_Extrait du texte_:

+ + + + +

L’ouvrage est organisé en quatre parties qui forment une véritable pérégrination dans l’espace vécu et temporel du génocide rwandais. Ces quatre parties – repérer, voisiner, ordonner, tuer ses voisins – nous mènent depuis l’indépendance en 1959 et les premiers troubles jusqu’à l’après-génocide. L’historienne décrit l’effondrement d’une entente relative entre voisins Hutus et Tutsi dans un village où les mariages mixtes étaient très nombreux et les actes de protection des Hutus envers des amis tutsis fréquents que ce soit en 1959 ou en 1973, deux moments de violences contre les Tutsis. En ce sens, le génocide de 1994 tranche avec les autres vagues de violence par son extrême radicalité ainsi que par la rupture des liens sociaux, amicaux, même parfois familiaux qu’il entraîne.

Ce génocide relève en effet d’une double logique, ce qui explique sa radicalité : logique verticale de l’Etat qui incite les populations et organise le génocide, logique horizontale de pogroms généralisés. La première logique –verticale – est liée au contexte de guerre (d’autant que Shyorongi se situe sur la ligne de front). En effet, sans la guerre, le génocide n’aurait sans doute pas eu lieu, du moins n’aurait-il pas eu cette ampleur. L’Etat véhicule par le conflit un ensemble de représentations concernant les Tutsis, qui relèvent de la diabolisation, de l’animalisation (« les cafards »), de la féminisation des combattants Tutsis, autant de conditions nécessaires à leur élimination physique. Le voisin tutsi devient ennemi intérieur. La guerre enfin entraîne une militarisation des populations car l’Etat incite à la formation de milices armées pour se défendre contre « l’ennemi tutsi ». La frontière entre civils et militaires s’érode en contexte guerrier à mesure que les populations hutus s’arment contre le FPR et plus généralement, « l’ennemi intérieur tutsi ». Il aura fallu cette diabolisation pour que des voisins se retournent contre leurs anciens amis.

Cette seconde logique (horizontale) n’avait pas existé lors des crises anti-Tutsis que l’on observe en 1959 et en 1973. Lors de ces attaques contre les populations tutsis, ce sont essentiellement les propriétés qui sont touchées et les Tutsis trouvent refuge chez leurs voisins hutus qui les protègent. En 1994, sentant le danger, la minorité tutsi adopte la même stratégie et la plupart sont trahis par leurs voisins qui les dénoncent, ou participent même à leur élimination. C’est pourquoi il n’est pas, selon Hélène Dumas, de « grands ou de petits tueurs » parce qu’une majorité des habitants, loin d’avoir été saisis par une folie meurtrière, a agi avec autonomie dans ces massacres. Ainsi, cette proximité avec le meurtre « vient déranger le confort moral d’une posture consistant à se réfugier derrière l’obéissance, la peur ou encore la fureur incontrôlée » (p.302)

+ + + + +

_Consignes_:
**A.** D'après l'extrait, pourquoi Hélène Dumas juge-t-elle qu'il n'y a pas de « grands ou de petits tueurs » ? Répondez en une à trois phrases.
**B.** Reproduisez le passage de l'extrait allant de « L’ouvrage est organisé » à « familiaux qu’il entraîne. ».

+ + + + +

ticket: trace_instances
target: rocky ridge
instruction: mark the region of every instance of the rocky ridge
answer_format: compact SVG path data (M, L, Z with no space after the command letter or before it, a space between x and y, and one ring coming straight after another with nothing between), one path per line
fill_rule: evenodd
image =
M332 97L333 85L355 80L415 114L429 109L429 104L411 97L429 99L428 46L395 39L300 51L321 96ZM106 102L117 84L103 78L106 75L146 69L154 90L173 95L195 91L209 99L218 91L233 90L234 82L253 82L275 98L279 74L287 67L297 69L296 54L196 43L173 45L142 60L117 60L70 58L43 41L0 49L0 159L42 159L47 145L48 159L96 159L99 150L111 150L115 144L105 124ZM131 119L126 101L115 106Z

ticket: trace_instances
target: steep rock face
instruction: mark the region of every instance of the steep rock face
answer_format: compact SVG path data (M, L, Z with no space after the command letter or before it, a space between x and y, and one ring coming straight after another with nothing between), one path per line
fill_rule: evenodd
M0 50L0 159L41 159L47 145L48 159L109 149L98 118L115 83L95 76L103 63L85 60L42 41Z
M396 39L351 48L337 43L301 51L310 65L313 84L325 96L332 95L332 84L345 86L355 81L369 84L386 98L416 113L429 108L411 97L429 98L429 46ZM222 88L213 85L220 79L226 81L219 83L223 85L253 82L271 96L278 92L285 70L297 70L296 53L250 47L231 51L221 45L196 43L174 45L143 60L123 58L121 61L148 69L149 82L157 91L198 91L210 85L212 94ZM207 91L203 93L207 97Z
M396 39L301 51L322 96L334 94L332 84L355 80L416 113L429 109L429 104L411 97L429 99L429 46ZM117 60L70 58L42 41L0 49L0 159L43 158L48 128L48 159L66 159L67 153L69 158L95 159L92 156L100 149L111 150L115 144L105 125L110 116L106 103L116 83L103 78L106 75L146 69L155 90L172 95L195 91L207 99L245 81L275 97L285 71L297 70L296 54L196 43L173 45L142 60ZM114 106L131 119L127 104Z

+ + + + +

_Réponses_:
**A.** Selon Hélène Dumas, une majorité des habitants a agi avec autonomie dans les massacres au lieu d'être saisie par une folie meurtrière. C'est pourquoi elle estime qu'il n'y a pas de « grands ou de petits tueurs ».

**B.**
L’ouvrage est organisé en quatre parties qui forment une véritable pérégrination dans l’espace vécu et temporel du génocide rwandais. Ces quatre parties – repérer, voisiner, ordonner, tuer ses voisins – nous mènent depuis l’indépendance en 1959 et les premiers troubles jusqu’à l’après-génocide. L’historienne décrit l’effondrement d’une entente relative entre voisins Hutus et Tutsi dans un village où les mariages mixtes étaient très nombreux et les actes de protection des Hutus envers des amis tutsis fréquents que ce soit en 1959 ou en 1973, deux moments de violences contre les Tutsis. En ce sens, le génocide de 1994 tranche avec les autres vagues de violence par son extrême radicalité ainsi que par la rupture des liens sociaux, amicaux, même parfois familiaux qu’il entraîne.